Copy every record below word for word, leaving out the picture.

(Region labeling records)
+++

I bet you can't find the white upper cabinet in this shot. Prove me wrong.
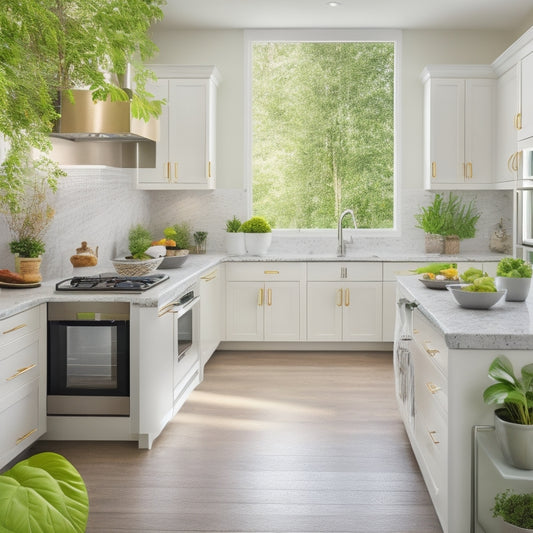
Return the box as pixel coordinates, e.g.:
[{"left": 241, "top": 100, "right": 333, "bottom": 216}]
[
  {"left": 422, "top": 67, "right": 496, "bottom": 190},
  {"left": 494, "top": 65, "right": 519, "bottom": 188},
  {"left": 137, "top": 65, "right": 220, "bottom": 189}
]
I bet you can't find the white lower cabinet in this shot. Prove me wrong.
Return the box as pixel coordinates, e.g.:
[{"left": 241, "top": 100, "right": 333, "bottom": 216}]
[
  {"left": 307, "top": 262, "right": 382, "bottom": 342},
  {"left": 0, "top": 304, "right": 46, "bottom": 467},
  {"left": 226, "top": 262, "right": 305, "bottom": 342}
]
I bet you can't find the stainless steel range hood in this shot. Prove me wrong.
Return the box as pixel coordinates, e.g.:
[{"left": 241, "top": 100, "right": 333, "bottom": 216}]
[{"left": 51, "top": 89, "right": 159, "bottom": 142}]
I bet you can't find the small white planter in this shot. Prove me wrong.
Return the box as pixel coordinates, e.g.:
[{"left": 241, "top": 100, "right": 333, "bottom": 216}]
[
  {"left": 494, "top": 409, "right": 533, "bottom": 470},
  {"left": 495, "top": 276, "right": 531, "bottom": 302},
  {"left": 225, "top": 232, "right": 246, "bottom": 255},
  {"left": 244, "top": 232, "right": 272, "bottom": 255}
]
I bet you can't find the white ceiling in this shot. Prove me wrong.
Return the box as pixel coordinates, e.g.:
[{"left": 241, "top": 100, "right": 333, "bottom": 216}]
[{"left": 157, "top": 0, "right": 533, "bottom": 31}]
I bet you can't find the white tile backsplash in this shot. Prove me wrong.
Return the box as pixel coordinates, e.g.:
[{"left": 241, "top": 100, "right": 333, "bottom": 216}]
[{"left": 0, "top": 167, "right": 512, "bottom": 279}]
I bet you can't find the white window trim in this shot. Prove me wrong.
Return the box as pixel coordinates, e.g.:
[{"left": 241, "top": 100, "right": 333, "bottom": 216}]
[{"left": 244, "top": 29, "right": 402, "bottom": 238}]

+++

• **WORKED ANSWER**
I bet you can't find the white upper cabinet in this shot. Prove me wrong.
Return the box as pixel coordinates, e.g.:
[{"left": 241, "top": 100, "right": 333, "bottom": 216}]
[
  {"left": 422, "top": 67, "right": 496, "bottom": 190},
  {"left": 494, "top": 65, "right": 519, "bottom": 188},
  {"left": 137, "top": 65, "right": 220, "bottom": 189}
]
I bet you can't find the white lower cabinet in this shot. Prove me wrong.
Return the box as pixel coordinates, e.g.:
[{"left": 241, "top": 100, "right": 333, "bottom": 216}]
[
  {"left": 307, "top": 262, "right": 382, "bottom": 342},
  {"left": 0, "top": 304, "right": 46, "bottom": 467},
  {"left": 226, "top": 262, "right": 305, "bottom": 342}
]
I bet you can't find the stainless steel range hood in this shot. Prove me wrong.
Return the box as pixel coordinates, e.g.:
[{"left": 241, "top": 100, "right": 333, "bottom": 216}]
[{"left": 51, "top": 89, "right": 159, "bottom": 142}]
I bet you can't find the small white planter in this shot. Prove me wrong.
Return the box as pixel coordinates, e.g.:
[{"left": 241, "top": 100, "right": 333, "bottom": 216}]
[
  {"left": 494, "top": 409, "right": 533, "bottom": 470},
  {"left": 495, "top": 276, "right": 531, "bottom": 302},
  {"left": 225, "top": 232, "right": 246, "bottom": 255},
  {"left": 244, "top": 232, "right": 272, "bottom": 255}
]
I bet you can't find the white ceiling in this shot. Prove me wrong.
Return the box as pixel coordinates, e.g.:
[{"left": 241, "top": 100, "right": 333, "bottom": 216}]
[{"left": 157, "top": 0, "right": 533, "bottom": 31}]
I bet you can't find the white tile backsplash in this shot. Prove me wrong.
Return the box as pixel coordinates, e.g.:
[{"left": 241, "top": 100, "right": 333, "bottom": 216}]
[{"left": 0, "top": 167, "right": 512, "bottom": 279}]
I bet you can't find the white window trim in this shot. Prove me wrong.
Return the box as pixel coordinates, e.g.:
[{"left": 241, "top": 100, "right": 333, "bottom": 216}]
[{"left": 244, "top": 29, "right": 402, "bottom": 238}]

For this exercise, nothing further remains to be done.